- [THE REQUEST] Put each line of the material below into a JSON list of strings, one string per line, with blank lines omitted. Leave the pictures out of the list.
-- Begin RAW DATA --
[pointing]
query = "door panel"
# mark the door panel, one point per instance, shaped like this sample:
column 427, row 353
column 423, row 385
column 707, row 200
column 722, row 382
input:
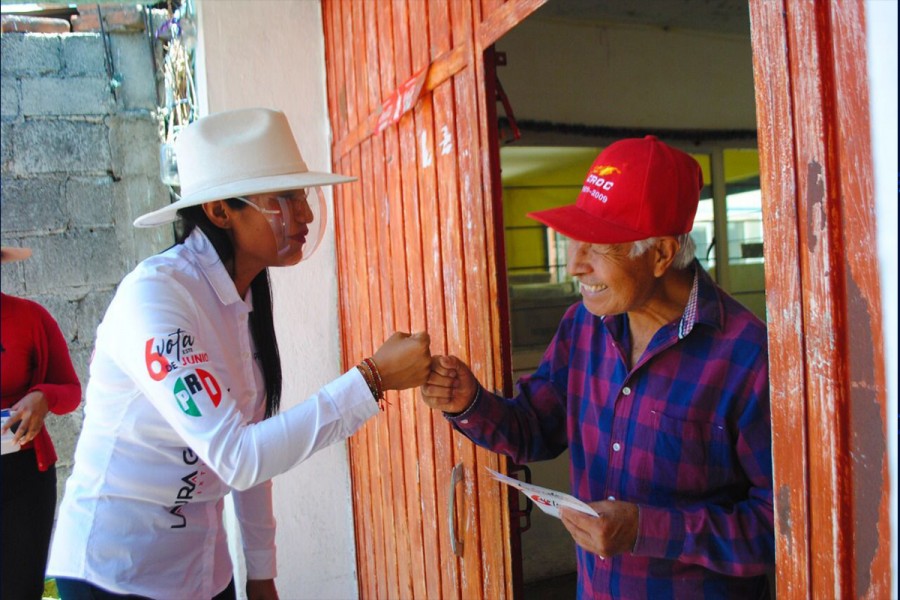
-- End RAW DATA --
- [EXERCISE ANSWER]
[
  "[pointing]",
  "query = \"door panel\"",
  "# mark the door panel, one point per instance, shaped like this sample:",
  "column 427, row 353",
  "column 423, row 385",
  "column 707, row 200",
  "column 722, row 382",
  "input:"
]